-- start Given text --

As the train reached Chakki Bank at around 4am, we dragged ourselves unwillingly from our comfortable bunks, packed our bags and got down from our coach, and after a long time felt the winter shiver that Southern and Western India always denied us. (At this point some of you may be wondering what on earth this “Chakki Bank” is, I’ll explain that in the FAQ section.)
Anyways, the first rays of the morning indicated clear azure sky and pristine white clouds which was a welcome change from the dull and morbid skies of Rajasthan. As the bus slowly but steadily moved ahead into the Himalayas, the scenery kept getting better.
The bus initially moves through the plains for some time before officially leaving the great Indian plains and entering the mountains. To my respite, I found out that the road to Dharamshala is not as deadly as I’d imagined it to be. There are some sharp turns but there are several straight stretches that makes the bus ride fairly comfortable albeit slow. Finally it left us at the Dharamshala bus stand. For the uninitiated, the main tourist attraction here is actually McLeod Ganj, which is situated slightly higher up. So, we took another bus from there and moved to McLedo Ganj which was around 8-10 kms away.
McLeod Ganj is one of those places in India where the typical desi does not “feel at home”, in a good way of course. The milieu is incredibly cosmopolitan and just like in Goa, the hotels, restaurants and their menus is tailor made to cater to the Occident. Compared to Goa it is even more so because even most of the business owners are of Tibetan origin. Most of the activities in the place are arranged around the central square. Most of the major hotels and restaurants are located in this area. After wandering around for a while, we checked in at the Kunga Guest House which turned out to be surprisingly cost effective. It was a nice room with wooden flooring and charged only INR 600 per day for a double bedroom. And yes, it had a nice restaurant.

-- end Given text --

- [Exercise prompt]: According to the travel account of the trip to McLeod Ganj, how much did the Kunga Guest House charge per day for a double bedroom?

-- start Listed records --

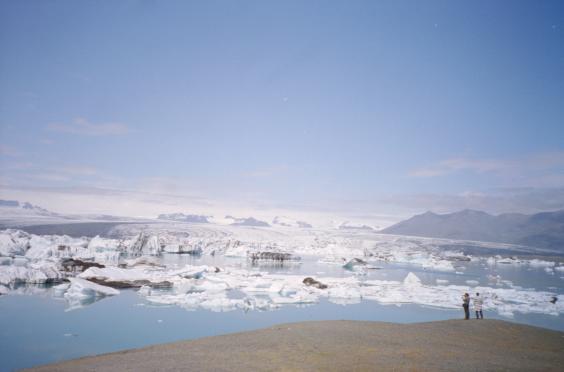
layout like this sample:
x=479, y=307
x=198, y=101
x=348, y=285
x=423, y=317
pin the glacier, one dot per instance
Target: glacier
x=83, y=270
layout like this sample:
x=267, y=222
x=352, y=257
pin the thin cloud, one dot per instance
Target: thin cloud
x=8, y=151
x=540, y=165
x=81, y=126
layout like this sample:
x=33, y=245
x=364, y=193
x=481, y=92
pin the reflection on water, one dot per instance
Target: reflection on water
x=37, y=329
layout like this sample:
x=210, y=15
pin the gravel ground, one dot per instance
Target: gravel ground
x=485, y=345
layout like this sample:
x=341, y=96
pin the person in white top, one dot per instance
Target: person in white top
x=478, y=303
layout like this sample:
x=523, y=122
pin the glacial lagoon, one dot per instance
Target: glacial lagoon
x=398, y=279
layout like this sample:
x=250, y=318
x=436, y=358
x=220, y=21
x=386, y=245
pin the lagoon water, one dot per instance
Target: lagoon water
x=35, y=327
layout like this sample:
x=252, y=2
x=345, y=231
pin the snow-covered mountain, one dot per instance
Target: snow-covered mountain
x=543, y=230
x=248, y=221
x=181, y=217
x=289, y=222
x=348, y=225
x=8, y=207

-- end Listed records --
-- start Listed records --

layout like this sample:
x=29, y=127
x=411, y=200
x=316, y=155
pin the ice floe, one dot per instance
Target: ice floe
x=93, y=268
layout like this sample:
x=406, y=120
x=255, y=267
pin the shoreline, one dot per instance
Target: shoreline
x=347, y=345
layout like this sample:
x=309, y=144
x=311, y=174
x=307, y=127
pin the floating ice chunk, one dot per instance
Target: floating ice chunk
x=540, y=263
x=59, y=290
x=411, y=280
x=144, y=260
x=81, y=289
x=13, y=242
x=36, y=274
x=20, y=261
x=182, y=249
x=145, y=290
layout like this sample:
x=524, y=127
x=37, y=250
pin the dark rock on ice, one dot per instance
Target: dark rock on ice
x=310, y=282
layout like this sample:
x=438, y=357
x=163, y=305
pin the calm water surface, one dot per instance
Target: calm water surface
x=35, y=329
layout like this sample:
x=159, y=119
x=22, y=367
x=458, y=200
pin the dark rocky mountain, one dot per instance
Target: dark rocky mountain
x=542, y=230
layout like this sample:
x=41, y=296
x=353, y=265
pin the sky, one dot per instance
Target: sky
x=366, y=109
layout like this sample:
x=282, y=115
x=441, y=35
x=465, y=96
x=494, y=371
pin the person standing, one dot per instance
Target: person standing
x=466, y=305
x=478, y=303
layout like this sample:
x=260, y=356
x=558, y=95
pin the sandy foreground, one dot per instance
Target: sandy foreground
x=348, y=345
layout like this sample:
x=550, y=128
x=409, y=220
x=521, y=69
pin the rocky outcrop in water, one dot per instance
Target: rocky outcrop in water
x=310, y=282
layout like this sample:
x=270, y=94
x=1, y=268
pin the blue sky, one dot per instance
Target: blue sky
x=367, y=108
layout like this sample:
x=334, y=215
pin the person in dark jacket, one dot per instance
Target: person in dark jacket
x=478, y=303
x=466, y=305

-- end Listed records --

- [Result of the task]: INR 600 per day.